EXTRACTED TEXT =>
>>>>

Sorry, I might have missunderstood your problem, and the one I experienced is a different one.

Beat


----------



## b_gossweiler (Feb 28, 2011)

Maybe the bugs are related or not, anyway, I was able to solve the glitch I encountered by exporting the entire catalog into a new one and using the exported catalog.

This is the problem I encountered:


Import one image
In All Photographs view, assign a keyword XYZ to the image
Open the Metadata Filter, select images with keywords = XYZ
The metadata filter column shows (1) right next to keyword XYZ, the grid shows 1 photo
Do an external edit (in any application), using TIFF to be passed, without requesting stacking
The TIFF gets rendered, it quickly appears and then disappears in the grid
The metadata filter column now shows (2) right next to keyword XYZ, but only 1 image in the grid
Process image in external editor, save
back to LR, the metadata filter column still shows (2) right next to keyword XYZ but only 1 image in the grid
Shut down LR and restart:
The metadata filter column still shows (2) right next to keyword XYZ and 2 images in the grid
As I said, I only encountered this problem in one of my catalogs, and so far I have no idea what's special about it. It was solved exporting the entire catalog.

<<<<

STATED GOAL A => Pull out every line of the records that contains the word "white".
The forum post and the records are separate material.

EXTRACTED INFORMATION =>

>>>>

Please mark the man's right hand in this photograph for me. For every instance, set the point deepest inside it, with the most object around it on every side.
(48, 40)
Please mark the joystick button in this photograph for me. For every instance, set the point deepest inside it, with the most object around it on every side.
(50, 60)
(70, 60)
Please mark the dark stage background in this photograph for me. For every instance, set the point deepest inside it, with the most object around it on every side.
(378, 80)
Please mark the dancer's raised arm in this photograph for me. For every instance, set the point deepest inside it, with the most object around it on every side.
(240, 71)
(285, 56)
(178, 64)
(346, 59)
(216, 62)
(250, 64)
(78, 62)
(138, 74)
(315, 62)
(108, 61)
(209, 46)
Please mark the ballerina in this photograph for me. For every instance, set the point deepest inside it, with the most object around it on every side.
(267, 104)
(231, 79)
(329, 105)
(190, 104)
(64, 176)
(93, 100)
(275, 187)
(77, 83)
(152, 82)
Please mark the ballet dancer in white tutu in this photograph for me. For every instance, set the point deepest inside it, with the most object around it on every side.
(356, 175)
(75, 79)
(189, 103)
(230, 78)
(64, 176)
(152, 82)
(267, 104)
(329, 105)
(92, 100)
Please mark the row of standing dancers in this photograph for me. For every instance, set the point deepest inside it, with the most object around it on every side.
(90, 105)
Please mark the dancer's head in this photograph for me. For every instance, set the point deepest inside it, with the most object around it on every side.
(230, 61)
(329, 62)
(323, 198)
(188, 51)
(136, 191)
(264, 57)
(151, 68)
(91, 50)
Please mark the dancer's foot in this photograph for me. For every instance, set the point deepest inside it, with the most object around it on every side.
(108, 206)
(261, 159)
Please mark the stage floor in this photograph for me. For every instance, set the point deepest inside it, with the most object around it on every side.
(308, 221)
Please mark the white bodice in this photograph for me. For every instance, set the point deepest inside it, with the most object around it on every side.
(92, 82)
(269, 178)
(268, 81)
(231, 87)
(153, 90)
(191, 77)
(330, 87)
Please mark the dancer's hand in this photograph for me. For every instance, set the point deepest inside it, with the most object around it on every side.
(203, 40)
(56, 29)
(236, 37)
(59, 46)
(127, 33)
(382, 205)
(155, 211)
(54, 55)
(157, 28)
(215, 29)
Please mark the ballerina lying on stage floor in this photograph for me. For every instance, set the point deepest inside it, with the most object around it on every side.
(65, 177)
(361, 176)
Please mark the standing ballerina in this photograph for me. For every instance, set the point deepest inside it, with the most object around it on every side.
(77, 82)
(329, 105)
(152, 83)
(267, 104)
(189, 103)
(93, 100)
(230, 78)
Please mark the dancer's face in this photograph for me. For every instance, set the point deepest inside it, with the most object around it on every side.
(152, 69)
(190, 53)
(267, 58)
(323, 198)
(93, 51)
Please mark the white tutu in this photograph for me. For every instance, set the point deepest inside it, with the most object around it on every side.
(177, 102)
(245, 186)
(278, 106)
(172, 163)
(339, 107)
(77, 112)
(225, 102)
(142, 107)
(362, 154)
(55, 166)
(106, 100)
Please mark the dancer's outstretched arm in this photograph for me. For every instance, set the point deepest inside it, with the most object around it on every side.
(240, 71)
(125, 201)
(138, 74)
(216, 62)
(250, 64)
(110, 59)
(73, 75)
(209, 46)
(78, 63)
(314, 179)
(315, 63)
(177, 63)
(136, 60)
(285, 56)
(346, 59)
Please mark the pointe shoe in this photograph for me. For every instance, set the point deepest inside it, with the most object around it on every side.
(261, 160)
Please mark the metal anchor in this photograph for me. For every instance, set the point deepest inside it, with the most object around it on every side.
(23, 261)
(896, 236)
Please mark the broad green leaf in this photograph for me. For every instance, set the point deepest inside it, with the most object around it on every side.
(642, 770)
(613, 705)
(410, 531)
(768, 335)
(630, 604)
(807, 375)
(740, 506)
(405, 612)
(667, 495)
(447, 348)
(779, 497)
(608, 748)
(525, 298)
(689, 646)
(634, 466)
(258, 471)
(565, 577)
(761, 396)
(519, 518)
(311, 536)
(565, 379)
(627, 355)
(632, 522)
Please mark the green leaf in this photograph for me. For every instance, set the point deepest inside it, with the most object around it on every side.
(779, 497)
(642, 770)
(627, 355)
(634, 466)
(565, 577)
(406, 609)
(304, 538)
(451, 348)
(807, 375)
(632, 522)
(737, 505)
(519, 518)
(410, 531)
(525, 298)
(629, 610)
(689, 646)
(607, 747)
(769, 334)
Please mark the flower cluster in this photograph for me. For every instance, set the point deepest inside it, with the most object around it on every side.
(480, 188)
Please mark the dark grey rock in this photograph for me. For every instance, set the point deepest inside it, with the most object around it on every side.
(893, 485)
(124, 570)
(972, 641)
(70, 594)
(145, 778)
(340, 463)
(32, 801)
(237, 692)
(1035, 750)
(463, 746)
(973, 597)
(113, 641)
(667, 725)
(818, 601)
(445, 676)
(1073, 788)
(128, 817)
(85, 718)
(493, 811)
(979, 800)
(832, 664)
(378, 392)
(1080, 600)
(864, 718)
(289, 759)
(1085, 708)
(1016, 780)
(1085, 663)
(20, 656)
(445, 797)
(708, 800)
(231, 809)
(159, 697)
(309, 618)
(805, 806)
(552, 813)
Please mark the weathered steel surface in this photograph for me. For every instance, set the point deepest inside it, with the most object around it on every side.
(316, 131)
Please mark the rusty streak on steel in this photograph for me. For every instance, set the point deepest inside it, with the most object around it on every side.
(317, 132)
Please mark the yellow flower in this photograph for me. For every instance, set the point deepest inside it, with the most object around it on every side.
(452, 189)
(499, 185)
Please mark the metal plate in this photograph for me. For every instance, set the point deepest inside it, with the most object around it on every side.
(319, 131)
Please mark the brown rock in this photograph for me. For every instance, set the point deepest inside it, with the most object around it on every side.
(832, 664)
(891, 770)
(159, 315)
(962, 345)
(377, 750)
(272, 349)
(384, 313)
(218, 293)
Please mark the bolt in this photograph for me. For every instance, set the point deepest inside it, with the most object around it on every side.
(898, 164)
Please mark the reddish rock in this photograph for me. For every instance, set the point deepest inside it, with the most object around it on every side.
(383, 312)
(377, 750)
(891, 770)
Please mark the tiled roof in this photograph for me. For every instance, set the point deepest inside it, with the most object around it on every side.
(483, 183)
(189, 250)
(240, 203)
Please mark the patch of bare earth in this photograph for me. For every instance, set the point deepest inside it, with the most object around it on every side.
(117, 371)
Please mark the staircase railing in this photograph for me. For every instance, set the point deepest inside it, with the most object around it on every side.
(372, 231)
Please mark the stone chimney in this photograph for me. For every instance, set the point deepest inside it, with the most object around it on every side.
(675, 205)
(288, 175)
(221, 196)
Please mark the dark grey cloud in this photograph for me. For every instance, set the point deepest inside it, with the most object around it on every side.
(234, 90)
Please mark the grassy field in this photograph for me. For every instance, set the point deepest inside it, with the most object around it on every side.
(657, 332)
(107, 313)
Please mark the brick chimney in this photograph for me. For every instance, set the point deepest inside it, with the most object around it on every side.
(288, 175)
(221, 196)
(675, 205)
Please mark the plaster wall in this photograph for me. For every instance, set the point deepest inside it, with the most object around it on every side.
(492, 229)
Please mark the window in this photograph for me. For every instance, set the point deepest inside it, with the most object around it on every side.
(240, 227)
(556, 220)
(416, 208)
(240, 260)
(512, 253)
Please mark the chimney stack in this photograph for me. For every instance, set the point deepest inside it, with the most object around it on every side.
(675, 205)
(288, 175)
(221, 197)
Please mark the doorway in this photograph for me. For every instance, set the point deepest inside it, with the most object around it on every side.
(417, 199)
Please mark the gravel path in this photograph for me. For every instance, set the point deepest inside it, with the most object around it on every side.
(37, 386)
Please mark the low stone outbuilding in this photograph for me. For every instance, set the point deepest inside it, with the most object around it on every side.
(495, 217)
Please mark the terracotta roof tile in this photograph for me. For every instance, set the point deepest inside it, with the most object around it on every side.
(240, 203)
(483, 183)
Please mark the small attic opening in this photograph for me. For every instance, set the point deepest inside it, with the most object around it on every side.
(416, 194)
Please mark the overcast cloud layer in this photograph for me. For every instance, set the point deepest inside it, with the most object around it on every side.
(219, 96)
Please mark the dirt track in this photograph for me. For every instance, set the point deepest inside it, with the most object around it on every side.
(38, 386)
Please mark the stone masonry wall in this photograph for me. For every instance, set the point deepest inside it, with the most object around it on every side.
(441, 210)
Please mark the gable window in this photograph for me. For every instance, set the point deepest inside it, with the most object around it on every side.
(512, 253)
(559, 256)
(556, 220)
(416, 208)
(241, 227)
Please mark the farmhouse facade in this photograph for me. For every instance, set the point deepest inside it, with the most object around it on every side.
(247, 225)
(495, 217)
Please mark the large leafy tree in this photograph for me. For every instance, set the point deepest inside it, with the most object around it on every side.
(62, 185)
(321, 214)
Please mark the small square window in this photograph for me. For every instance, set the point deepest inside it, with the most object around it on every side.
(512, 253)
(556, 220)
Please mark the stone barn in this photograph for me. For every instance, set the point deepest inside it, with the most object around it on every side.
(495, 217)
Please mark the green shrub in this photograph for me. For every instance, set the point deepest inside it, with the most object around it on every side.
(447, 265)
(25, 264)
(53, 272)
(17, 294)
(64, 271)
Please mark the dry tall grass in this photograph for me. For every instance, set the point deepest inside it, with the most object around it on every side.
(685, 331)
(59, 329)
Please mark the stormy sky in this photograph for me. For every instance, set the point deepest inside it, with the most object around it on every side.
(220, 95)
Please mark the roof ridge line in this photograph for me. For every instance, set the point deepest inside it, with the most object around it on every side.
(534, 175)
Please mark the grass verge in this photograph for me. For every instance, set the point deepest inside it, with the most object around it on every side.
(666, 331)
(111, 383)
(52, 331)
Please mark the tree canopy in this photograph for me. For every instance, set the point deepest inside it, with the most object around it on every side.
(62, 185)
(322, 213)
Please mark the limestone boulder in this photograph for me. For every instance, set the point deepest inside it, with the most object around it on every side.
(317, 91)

<<<<

STATED GOAL B => Extract the passage of the forum post from "Maybe the bugs" to "the exported catalog.", copying it word for word.

WRITTEN RESPONSE A =>
Please mark the ballet dancer in white tutu in this photograph for me. For every instance, set the point deepest inside it, with the most object around it on every side.
Please mark the white bodice in this photograph for me. For every instance, set the point deepest inside it, with the most object around it on every side.
Please mark the white tutu in this photograph for me. For every instance, set the point deepest inside it, with the most object around it on every side.

WRITTEN RESPONSE B =>
Maybe the bugs are related or not, anyway, I was able to solve the glitch I encountered by exporting the entire catalog into a new one and using the exported catalog.